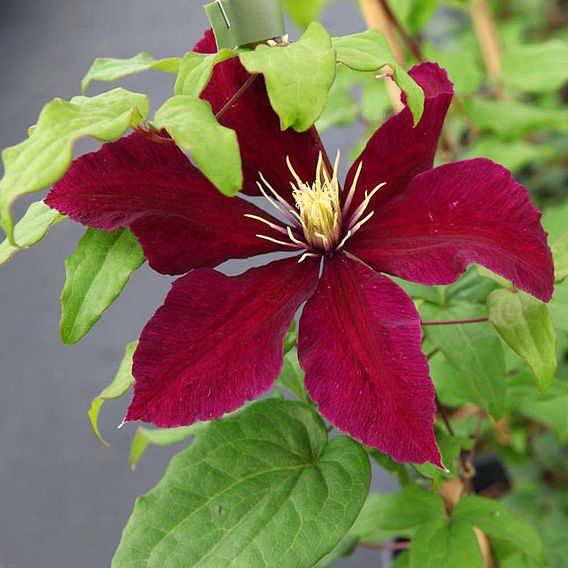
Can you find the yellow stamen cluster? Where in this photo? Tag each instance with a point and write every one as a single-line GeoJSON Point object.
{"type": "Point", "coordinates": [318, 218]}
{"type": "Point", "coordinates": [319, 206]}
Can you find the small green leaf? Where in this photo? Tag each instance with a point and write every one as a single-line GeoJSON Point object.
{"type": "Point", "coordinates": [369, 51]}
{"type": "Point", "coordinates": [474, 349]}
{"type": "Point", "coordinates": [160, 437]}
{"type": "Point", "coordinates": [340, 109]}
{"type": "Point", "coordinates": [406, 509]}
{"type": "Point", "coordinates": [450, 448]}
{"type": "Point", "coordinates": [108, 69]}
{"type": "Point", "coordinates": [298, 76]}
{"type": "Point", "coordinates": [196, 69]}
{"type": "Point", "coordinates": [263, 487]}
{"type": "Point", "coordinates": [45, 156]}
{"type": "Point", "coordinates": [462, 64]}
{"type": "Point", "coordinates": [291, 337]}
{"type": "Point", "coordinates": [304, 12]}
{"type": "Point", "coordinates": [292, 377]}
{"type": "Point", "coordinates": [31, 229]}
{"type": "Point", "coordinates": [96, 274]}
{"type": "Point", "coordinates": [453, 388]}
{"type": "Point", "coordinates": [449, 544]}
{"type": "Point", "coordinates": [525, 324]}
{"type": "Point", "coordinates": [192, 124]}
{"type": "Point", "coordinates": [538, 68]}
{"type": "Point", "coordinates": [494, 519]}
{"type": "Point", "coordinates": [119, 386]}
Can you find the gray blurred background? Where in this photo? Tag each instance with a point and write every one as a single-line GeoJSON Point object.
{"type": "Point", "coordinates": [63, 497]}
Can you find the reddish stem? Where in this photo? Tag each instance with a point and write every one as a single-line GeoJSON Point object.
{"type": "Point", "coordinates": [234, 99]}
{"type": "Point", "coordinates": [454, 322]}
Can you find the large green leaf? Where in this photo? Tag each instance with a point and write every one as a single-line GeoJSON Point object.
{"type": "Point", "coordinates": [96, 274]}
{"type": "Point", "coordinates": [31, 229]}
{"type": "Point", "coordinates": [494, 519]}
{"type": "Point", "coordinates": [449, 544]}
{"type": "Point", "coordinates": [474, 349]}
{"type": "Point", "coordinates": [406, 509]}
{"type": "Point", "coordinates": [340, 109]}
{"type": "Point", "coordinates": [261, 488]}
{"type": "Point", "coordinates": [118, 387]}
{"type": "Point", "coordinates": [195, 71]}
{"type": "Point", "coordinates": [45, 156]}
{"type": "Point", "coordinates": [453, 388]}
{"type": "Point", "coordinates": [108, 69]}
{"type": "Point", "coordinates": [369, 51]}
{"type": "Point", "coordinates": [304, 12]}
{"type": "Point", "coordinates": [298, 76]}
{"type": "Point", "coordinates": [462, 63]}
{"type": "Point", "coordinates": [160, 437]}
{"type": "Point", "coordinates": [525, 324]}
{"type": "Point", "coordinates": [192, 124]}
{"type": "Point", "coordinates": [536, 68]}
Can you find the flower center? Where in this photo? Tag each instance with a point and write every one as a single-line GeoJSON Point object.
{"type": "Point", "coordinates": [319, 206]}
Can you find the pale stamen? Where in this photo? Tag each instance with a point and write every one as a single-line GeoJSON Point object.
{"type": "Point", "coordinates": [307, 255]}
{"type": "Point", "coordinates": [361, 209]}
{"type": "Point", "coordinates": [320, 215]}
{"type": "Point", "coordinates": [351, 193]}
{"type": "Point", "coordinates": [266, 238]}
{"type": "Point", "coordinates": [356, 227]}
{"type": "Point", "coordinates": [344, 240]}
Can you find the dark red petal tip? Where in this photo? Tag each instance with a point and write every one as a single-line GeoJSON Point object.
{"type": "Point", "coordinates": [180, 219]}
{"type": "Point", "coordinates": [398, 150]}
{"type": "Point", "coordinates": [216, 342]}
{"type": "Point", "coordinates": [360, 347]}
{"type": "Point", "coordinates": [455, 215]}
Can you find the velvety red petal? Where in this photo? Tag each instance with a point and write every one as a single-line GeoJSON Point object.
{"type": "Point", "coordinates": [181, 220]}
{"type": "Point", "coordinates": [455, 215]}
{"type": "Point", "coordinates": [360, 347]}
{"type": "Point", "coordinates": [398, 150]}
{"type": "Point", "coordinates": [217, 341]}
{"type": "Point", "coordinates": [264, 146]}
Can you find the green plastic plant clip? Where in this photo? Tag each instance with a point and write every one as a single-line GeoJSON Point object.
{"type": "Point", "coordinates": [237, 23]}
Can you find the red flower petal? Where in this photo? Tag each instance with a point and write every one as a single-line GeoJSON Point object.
{"type": "Point", "coordinates": [360, 346]}
{"type": "Point", "coordinates": [264, 146]}
{"type": "Point", "coordinates": [455, 215]}
{"type": "Point", "coordinates": [217, 341]}
{"type": "Point", "coordinates": [181, 220]}
{"type": "Point", "coordinates": [398, 151]}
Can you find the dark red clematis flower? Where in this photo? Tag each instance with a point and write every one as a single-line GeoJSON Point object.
{"type": "Point", "coordinates": [217, 340]}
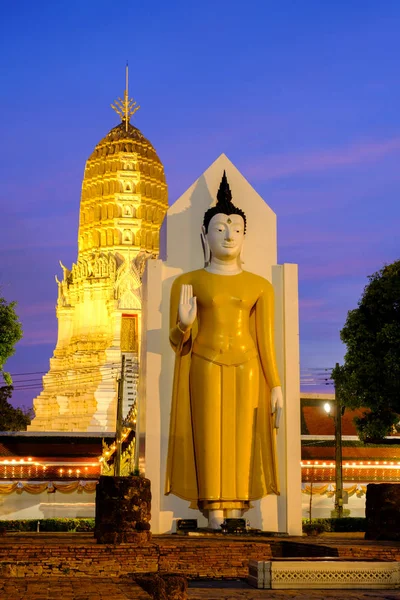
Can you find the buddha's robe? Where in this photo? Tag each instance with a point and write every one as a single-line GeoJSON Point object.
{"type": "Point", "coordinates": [222, 440]}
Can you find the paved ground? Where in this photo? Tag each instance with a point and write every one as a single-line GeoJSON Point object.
{"type": "Point", "coordinates": [106, 589]}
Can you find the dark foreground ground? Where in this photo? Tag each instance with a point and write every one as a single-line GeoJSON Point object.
{"type": "Point", "coordinates": [106, 589]}
{"type": "Point", "coordinates": [101, 588]}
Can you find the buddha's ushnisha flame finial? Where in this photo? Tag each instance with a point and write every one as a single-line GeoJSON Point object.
{"type": "Point", "coordinates": [127, 107]}
{"type": "Point", "coordinates": [224, 194]}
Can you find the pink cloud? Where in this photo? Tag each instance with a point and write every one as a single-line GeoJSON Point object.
{"type": "Point", "coordinates": [275, 166]}
{"type": "Point", "coordinates": [348, 267]}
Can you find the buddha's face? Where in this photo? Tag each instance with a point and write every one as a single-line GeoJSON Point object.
{"type": "Point", "coordinates": [225, 236]}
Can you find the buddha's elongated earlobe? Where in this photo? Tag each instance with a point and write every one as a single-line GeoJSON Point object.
{"type": "Point", "coordinates": [241, 256]}
{"type": "Point", "coordinates": [206, 247]}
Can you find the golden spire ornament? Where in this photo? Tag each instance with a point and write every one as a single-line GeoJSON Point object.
{"type": "Point", "coordinates": [125, 108]}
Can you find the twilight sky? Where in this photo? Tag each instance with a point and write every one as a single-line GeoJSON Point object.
{"type": "Point", "coordinates": [303, 97]}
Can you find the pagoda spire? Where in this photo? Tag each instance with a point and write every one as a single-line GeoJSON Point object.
{"type": "Point", "coordinates": [125, 108]}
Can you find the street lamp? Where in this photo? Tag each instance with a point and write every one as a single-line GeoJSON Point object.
{"type": "Point", "coordinates": [337, 416]}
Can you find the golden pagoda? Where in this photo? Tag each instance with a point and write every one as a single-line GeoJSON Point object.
{"type": "Point", "coordinates": [123, 203]}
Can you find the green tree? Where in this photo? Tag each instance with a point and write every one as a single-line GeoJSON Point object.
{"type": "Point", "coordinates": [12, 419]}
{"type": "Point", "coordinates": [370, 376]}
{"type": "Point", "coordinates": [10, 334]}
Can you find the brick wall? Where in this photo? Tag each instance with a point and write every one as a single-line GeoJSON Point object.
{"type": "Point", "coordinates": [80, 556]}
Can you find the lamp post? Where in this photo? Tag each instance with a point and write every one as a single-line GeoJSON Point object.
{"type": "Point", "coordinates": [338, 451]}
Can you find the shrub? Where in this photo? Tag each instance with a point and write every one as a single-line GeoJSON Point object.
{"type": "Point", "coordinates": [344, 524]}
{"type": "Point", "coordinates": [66, 525]}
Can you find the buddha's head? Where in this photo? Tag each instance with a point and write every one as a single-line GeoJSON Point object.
{"type": "Point", "coordinates": [224, 225]}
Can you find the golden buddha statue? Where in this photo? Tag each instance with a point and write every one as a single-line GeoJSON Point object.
{"type": "Point", "coordinates": [227, 398]}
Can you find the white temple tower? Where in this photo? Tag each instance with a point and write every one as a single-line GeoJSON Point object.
{"type": "Point", "coordinates": [123, 203]}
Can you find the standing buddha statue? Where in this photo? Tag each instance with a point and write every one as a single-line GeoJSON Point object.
{"type": "Point", "coordinates": [227, 396]}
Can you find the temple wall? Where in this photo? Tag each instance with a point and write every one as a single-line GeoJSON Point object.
{"type": "Point", "coordinates": [46, 506]}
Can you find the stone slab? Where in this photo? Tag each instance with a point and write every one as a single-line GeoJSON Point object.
{"type": "Point", "coordinates": [301, 574]}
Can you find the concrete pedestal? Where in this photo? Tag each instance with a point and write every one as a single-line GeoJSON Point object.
{"type": "Point", "coordinates": [123, 507]}
{"type": "Point", "coordinates": [382, 510]}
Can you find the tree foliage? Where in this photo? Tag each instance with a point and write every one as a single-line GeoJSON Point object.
{"type": "Point", "coordinates": [370, 376]}
{"type": "Point", "coordinates": [10, 334]}
{"type": "Point", "coordinates": [12, 419]}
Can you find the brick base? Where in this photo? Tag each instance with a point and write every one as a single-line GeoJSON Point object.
{"type": "Point", "coordinates": [78, 555]}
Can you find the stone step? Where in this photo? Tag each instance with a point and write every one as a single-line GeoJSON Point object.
{"type": "Point", "coordinates": [323, 574]}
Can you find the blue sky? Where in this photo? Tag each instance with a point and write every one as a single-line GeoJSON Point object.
{"type": "Point", "coordinates": [303, 97]}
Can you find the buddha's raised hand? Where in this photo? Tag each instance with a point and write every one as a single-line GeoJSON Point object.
{"type": "Point", "coordinates": [187, 307]}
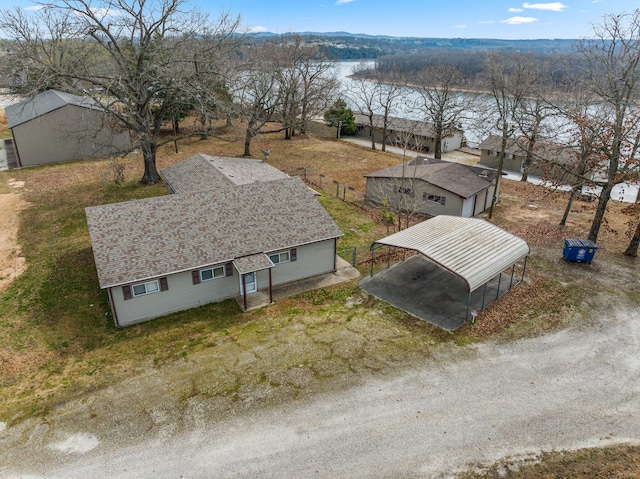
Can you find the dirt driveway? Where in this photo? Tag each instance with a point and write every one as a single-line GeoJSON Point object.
{"type": "Point", "coordinates": [575, 388]}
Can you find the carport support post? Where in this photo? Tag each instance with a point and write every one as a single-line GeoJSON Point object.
{"type": "Point", "coordinates": [372, 259]}
{"type": "Point", "coordinates": [513, 270]}
{"type": "Point", "coordinates": [524, 268]}
{"type": "Point", "coordinates": [484, 292]}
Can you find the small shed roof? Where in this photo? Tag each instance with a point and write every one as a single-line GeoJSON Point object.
{"type": "Point", "coordinates": [203, 172]}
{"type": "Point", "coordinates": [44, 103]}
{"type": "Point", "coordinates": [544, 150]}
{"type": "Point", "coordinates": [462, 180]}
{"type": "Point", "coordinates": [471, 248]}
{"type": "Point", "coordinates": [142, 239]}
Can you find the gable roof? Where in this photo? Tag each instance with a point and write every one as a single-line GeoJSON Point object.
{"type": "Point", "coordinates": [203, 172]}
{"type": "Point", "coordinates": [471, 248]}
{"type": "Point", "coordinates": [462, 180]}
{"type": "Point", "coordinates": [44, 103]}
{"type": "Point", "coordinates": [142, 239]}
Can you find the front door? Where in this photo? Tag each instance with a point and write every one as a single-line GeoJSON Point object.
{"type": "Point", "coordinates": [250, 281]}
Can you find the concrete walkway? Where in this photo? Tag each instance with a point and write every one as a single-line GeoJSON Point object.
{"type": "Point", "coordinates": [260, 299]}
{"type": "Point", "coordinates": [431, 293]}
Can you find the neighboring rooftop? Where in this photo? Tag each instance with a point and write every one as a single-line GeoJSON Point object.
{"type": "Point", "coordinates": [415, 127]}
{"type": "Point", "coordinates": [202, 172]}
{"type": "Point", "coordinates": [43, 103]}
{"type": "Point", "coordinates": [142, 239]}
{"type": "Point", "coordinates": [462, 180]}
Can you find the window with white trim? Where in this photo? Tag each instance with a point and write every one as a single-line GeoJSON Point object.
{"type": "Point", "coordinates": [212, 273]}
{"type": "Point", "coordinates": [149, 287]}
{"type": "Point", "coordinates": [283, 257]}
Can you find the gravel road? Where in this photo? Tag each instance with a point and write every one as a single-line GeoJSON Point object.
{"type": "Point", "coordinates": [575, 388]}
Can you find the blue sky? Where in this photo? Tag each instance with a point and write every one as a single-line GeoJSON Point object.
{"type": "Point", "coordinates": [508, 19]}
{"type": "Point", "coordinates": [426, 18]}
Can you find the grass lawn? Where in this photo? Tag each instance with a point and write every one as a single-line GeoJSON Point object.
{"type": "Point", "coordinates": [59, 342]}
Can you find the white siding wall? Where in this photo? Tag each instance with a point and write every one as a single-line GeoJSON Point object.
{"type": "Point", "coordinates": [312, 260]}
{"type": "Point", "coordinates": [182, 294]}
{"type": "Point", "coordinates": [68, 133]}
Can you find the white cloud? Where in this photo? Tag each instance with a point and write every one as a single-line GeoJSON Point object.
{"type": "Point", "coordinates": [552, 7]}
{"type": "Point", "coordinates": [519, 20]}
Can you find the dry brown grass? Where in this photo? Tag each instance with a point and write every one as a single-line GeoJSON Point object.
{"type": "Point", "coordinates": [4, 129]}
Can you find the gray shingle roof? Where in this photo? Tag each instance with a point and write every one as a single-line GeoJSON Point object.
{"type": "Point", "coordinates": [141, 239]}
{"type": "Point", "coordinates": [203, 172]}
{"type": "Point", "coordinates": [462, 180]}
{"type": "Point", "coordinates": [44, 103]}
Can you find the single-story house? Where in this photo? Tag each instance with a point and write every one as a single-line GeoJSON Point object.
{"type": "Point", "coordinates": [414, 134]}
{"type": "Point", "coordinates": [57, 126]}
{"type": "Point", "coordinates": [433, 187]}
{"type": "Point", "coordinates": [545, 155]}
{"type": "Point", "coordinates": [229, 230]}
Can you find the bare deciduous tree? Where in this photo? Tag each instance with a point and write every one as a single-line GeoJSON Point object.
{"type": "Point", "coordinates": [612, 73]}
{"type": "Point", "coordinates": [134, 58]}
{"type": "Point", "coordinates": [510, 80]}
{"type": "Point", "coordinates": [441, 104]}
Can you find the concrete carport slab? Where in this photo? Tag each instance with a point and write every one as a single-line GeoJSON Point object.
{"type": "Point", "coordinates": [431, 293]}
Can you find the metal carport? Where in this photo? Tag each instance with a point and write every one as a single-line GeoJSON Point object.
{"type": "Point", "coordinates": [472, 249]}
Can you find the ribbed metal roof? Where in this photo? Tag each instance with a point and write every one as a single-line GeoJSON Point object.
{"type": "Point", "coordinates": [43, 103]}
{"type": "Point", "coordinates": [471, 248]}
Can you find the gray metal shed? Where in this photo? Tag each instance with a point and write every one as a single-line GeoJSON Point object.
{"type": "Point", "coordinates": [57, 126]}
{"type": "Point", "coordinates": [471, 248]}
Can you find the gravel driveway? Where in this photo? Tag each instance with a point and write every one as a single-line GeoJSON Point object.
{"type": "Point", "coordinates": [572, 389]}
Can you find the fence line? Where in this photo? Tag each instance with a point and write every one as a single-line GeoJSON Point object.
{"type": "Point", "coordinates": [345, 193]}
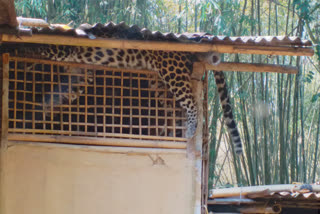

*TASK TO CARRY OUT:* Display, in full, every line of the rows above that contains the string "brick". Matching is case-sensitive.

*EXPECTED ANSWER:*
Can you find the brick wall? Where in this photo? Tag each instance with a point and write every one as a single-line GeoJSON Point object.
Can you find the brick base? Where in this photo? Tag each instance with a point and write every one as a single-line GeoJSON Point object.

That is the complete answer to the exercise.